EXERCISE INSTRUCTIONS:
Write out the records again, switching every "separate parts" to "distinct parts" and leaving all other text unchanged.

PROVIDED RECORDS:
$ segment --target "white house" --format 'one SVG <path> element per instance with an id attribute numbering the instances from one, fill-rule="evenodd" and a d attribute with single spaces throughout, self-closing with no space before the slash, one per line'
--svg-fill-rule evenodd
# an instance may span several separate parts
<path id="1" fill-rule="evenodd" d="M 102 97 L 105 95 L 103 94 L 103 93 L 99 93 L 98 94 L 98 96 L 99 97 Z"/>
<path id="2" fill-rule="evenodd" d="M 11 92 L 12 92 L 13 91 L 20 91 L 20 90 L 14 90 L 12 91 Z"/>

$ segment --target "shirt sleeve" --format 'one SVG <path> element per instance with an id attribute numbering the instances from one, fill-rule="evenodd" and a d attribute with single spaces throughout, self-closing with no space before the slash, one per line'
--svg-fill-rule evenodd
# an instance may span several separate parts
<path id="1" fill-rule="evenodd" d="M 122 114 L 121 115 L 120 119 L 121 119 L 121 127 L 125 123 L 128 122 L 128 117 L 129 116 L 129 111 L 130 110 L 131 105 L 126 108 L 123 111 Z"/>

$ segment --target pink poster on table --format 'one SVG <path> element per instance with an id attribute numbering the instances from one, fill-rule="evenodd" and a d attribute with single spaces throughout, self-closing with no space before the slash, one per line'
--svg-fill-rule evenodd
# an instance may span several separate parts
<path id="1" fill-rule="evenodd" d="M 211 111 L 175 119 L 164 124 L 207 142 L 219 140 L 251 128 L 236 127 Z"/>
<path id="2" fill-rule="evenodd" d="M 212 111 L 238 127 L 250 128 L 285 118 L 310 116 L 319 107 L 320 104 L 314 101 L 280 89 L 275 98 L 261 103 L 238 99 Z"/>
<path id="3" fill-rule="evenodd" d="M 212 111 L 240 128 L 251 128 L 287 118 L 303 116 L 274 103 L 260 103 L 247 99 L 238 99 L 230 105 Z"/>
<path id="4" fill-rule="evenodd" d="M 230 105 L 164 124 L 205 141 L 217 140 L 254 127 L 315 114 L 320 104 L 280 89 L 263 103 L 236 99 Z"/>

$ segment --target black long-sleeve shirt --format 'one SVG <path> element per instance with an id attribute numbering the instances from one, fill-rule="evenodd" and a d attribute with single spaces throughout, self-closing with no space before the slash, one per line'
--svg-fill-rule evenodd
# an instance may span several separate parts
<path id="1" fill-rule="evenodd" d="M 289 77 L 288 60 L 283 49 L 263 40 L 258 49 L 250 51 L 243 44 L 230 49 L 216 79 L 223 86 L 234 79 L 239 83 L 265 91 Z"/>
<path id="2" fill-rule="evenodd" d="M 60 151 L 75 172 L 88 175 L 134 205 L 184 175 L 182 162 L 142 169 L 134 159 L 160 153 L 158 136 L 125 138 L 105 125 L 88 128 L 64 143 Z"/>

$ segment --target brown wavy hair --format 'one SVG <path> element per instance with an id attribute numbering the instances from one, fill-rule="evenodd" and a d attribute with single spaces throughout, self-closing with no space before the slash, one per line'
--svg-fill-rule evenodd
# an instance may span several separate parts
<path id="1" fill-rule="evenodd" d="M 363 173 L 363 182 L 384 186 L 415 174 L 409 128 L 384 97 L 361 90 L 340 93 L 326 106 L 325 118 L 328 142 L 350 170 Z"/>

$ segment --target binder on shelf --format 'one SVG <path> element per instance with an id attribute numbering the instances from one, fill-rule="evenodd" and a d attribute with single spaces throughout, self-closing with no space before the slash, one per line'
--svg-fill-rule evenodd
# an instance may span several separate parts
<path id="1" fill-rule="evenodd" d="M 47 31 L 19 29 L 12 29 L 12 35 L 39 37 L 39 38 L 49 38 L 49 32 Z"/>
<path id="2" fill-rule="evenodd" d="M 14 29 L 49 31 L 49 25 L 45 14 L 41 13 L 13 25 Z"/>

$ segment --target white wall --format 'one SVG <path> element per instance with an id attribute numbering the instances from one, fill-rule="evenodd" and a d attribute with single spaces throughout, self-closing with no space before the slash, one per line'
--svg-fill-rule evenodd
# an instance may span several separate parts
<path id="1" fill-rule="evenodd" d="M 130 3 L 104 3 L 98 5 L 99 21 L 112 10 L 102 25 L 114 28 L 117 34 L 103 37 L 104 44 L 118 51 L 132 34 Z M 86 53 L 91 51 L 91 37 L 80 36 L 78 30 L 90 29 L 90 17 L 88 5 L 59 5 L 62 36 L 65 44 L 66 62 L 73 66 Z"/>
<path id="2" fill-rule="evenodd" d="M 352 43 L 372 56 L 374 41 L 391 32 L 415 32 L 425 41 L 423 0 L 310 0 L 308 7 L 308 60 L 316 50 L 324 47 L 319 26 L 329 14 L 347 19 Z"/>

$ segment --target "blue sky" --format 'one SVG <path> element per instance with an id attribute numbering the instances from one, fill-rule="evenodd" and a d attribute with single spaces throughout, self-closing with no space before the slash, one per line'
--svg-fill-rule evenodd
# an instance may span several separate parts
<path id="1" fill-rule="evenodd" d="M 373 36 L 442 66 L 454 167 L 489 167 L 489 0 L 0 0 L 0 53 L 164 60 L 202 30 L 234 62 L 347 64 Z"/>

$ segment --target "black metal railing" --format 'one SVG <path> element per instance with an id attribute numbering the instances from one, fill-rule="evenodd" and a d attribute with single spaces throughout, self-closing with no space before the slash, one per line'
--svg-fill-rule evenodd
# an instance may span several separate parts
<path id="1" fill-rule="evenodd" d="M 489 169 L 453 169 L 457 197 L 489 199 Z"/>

FINISHED EXERCISE:
$ segment --target "white house" --format 'one SVG <path> element per instance with an id attribute numbering the instances from one, fill-rule="evenodd" and a d attribute with single spaces throughout, self-closing with no space before the slash, one per line'
--svg-fill-rule evenodd
# an instance may span several distinct parts
<path id="1" fill-rule="evenodd" d="M 102 97 L 105 95 L 103 94 L 103 93 L 99 93 L 98 94 L 98 96 L 99 97 Z"/>
<path id="2" fill-rule="evenodd" d="M 11 92 L 12 92 L 13 91 L 20 91 L 20 90 L 14 90 L 12 91 Z"/>

$ segment --target "shirt sleeve" --format 'one SVG <path> element per instance with an id attribute numbering the instances from one, fill-rule="evenodd" and a d attribute with single spaces throughout, self-closing with no space before the slash, one per line'
--svg-fill-rule evenodd
# an instance may span several distinct parts
<path id="1" fill-rule="evenodd" d="M 122 114 L 121 115 L 120 119 L 121 119 L 121 127 L 125 123 L 128 122 L 128 117 L 129 116 L 129 111 L 130 110 L 131 105 L 126 108 L 123 111 Z"/>

$ segment --target pink poster on table --format 'one SVG <path> element per instance with an id attribute numbering the instances from one, fill-rule="evenodd" and a d attribute with single spaces throughout, self-closing with no space before the slash, one per line'
--svg-fill-rule evenodd
# an instance may span several distinct parts
<path id="1" fill-rule="evenodd" d="M 211 111 L 175 119 L 164 124 L 207 142 L 219 140 L 251 128 L 236 127 Z"/>
<path id="2" fill-rule="evenodd" d="M 212 111 L 238 127 L 250 128 L 285 118 L 310 116 L 319 107 L 320 104 L 314 101 L 280 89 L 275 98 L 261 103 L 238 99 Z"/>
<path id="3" fill-rule="evenodd" d="M 212 111 L 240 128 L 251 128 L 287 118 L 303 116 L 274 103 L 260 103 L 247 99 L 238 99 L 230 105 Z"/>
<path id="4" fill-rule="evenodd" d="M 230 105 L 164 124 L 205 141 L 217 140 L 254 127 L 315 114 L 320 104 L 280 89 L 263 103 L 236 99 Z"/>

$ segment --target black long-sleeve shirt --format 'one SVG <path> element per instance with an id attribute numbering the instances from one, fill-rule="evenodd" and a d attribute with single spaces throughout, self-closing with no space before the slash, one per line'
--svg-fill-rule evenodd
# an instance may span several distinct parts
<path id="1" fill-rule="evenodd" d="M 289 77 L 288 60 L 283 49 L 263 40 L 258 49 L 250 51 L 243 44 L 230 49 L 216 79 L 223 86 L 234 79 L 239 83 L 265 91 Z"/>
<path id="2" fill-rule="evenodd" d="M 60 151 L 75 172 L 88 175 L 134 205 L 184 175 L 182 162 L 142 169 L 134 159 L 160 153 L 158 136 L 125 138 L 105 125 L 88 128 L 64 143 Z"/>

$ segment --target brown wavy hair --format 'one SVG <path> element per instance with an id attribute numbering the instances from one, fill-rule="evenodd" and a d attribute with single spaces throughout, self-closing with no space before the slash, one per line'
--svg-fill-rule evenodd
# an instance may span several distinct parts
<path id="1" fill-rule="evenodd" d="M 363 173 L 363 182 L 384 186 L 415 174 L 409 128 L 384 97 L 361 90 L 340 93 L 326 106 L 325 118 L 328 142 L 350 170 Z"/>

$ segment --target binder on shelf --format 'one SVG <path> element per instance with an id attribute numbering the instances from one, fill-rule="evenodd" and a d attribute with single spaces throughout, self-closing with no space before the slash, one per line'
--svg-fill-rule evenodd
# an instance may span several distinct parts
<path id="1" fill-rule="evenodd" d="M 47 31 L 19 29 L 12 29 L 12 35 L 39 37 L 39 38 L 49 38 L 49 32 Z"/>
<path id="2" fill-rule="evenodd" d="M 14 29 L 49 31 L 49 25 L 45 14 L 41 13 L 13 25 Z"/>

$ segment --target white wall --format 'one SVG <path> element per instance with an id attribute numbering the instances from one, fill-rule="evenodd" and a d attribute with single spaces throughout, self-closing with no space before the slash, one per line'
--svg-fill-rule evenodd
# an instance may span several distinct parts
<path id="1" fill-rule="evenodd" d="M 130 3 L 104 3 L 98 5 L 99 21 L 112 10 L 102 25 L 114 28 L 117 34 L 103 37 L 104 44 L 118 51 L 132 34 Z M 86 53 L 91 51 L 91 37 L 80 36 L 78 30 L 90 29 L 90 17 L 88 5 L 59 5 L 62 36 L 65 44 L 66 62 L 73 66 Z"/>
<path id="2" fill-rule="evenodd" d="M 352 43 L 372 56 L 374 41 L 391 32 L 415 32 L 425 41 L 423 0 L 310 0 L 308 7 L 308 60 L 316 50 L 324 47 L 319 26 L 329 14 L 347 19 Z"/>

$ segment --target "blue sky" --format 'one SVG <path> element per instance with an id attribute numbering the instances from one, fill-rule="evenodd" and a d attribute with single spaces throughout, self-closing with no space before the slash, one per line'
--svg-fill-rule evenodd
# an instance may span several distinct parts
<path id="1" fill-rule="evenodd" d="M 373 36 L 442 66 L 454 167 L 489 167 L 489 0 L 0 0 L 0 53 L 164 60 L 202 30 L 234 62 L 347 64 Z"/>

$ segment --target "black metal railing" --format 'one SVG <path> element per instance with an id attribute numbering the instances from one, fill-rule="evenodd" and a d attribute with single spaces throughout, self-closing with no space before the slash, one per line'
--svg-fill-rule evenodd
# an instance may span several distinct parts
<path id="1" fill-rule="evenodd" d="M 489 169 L 453 169 L 457 197 L 489 199 Z"/>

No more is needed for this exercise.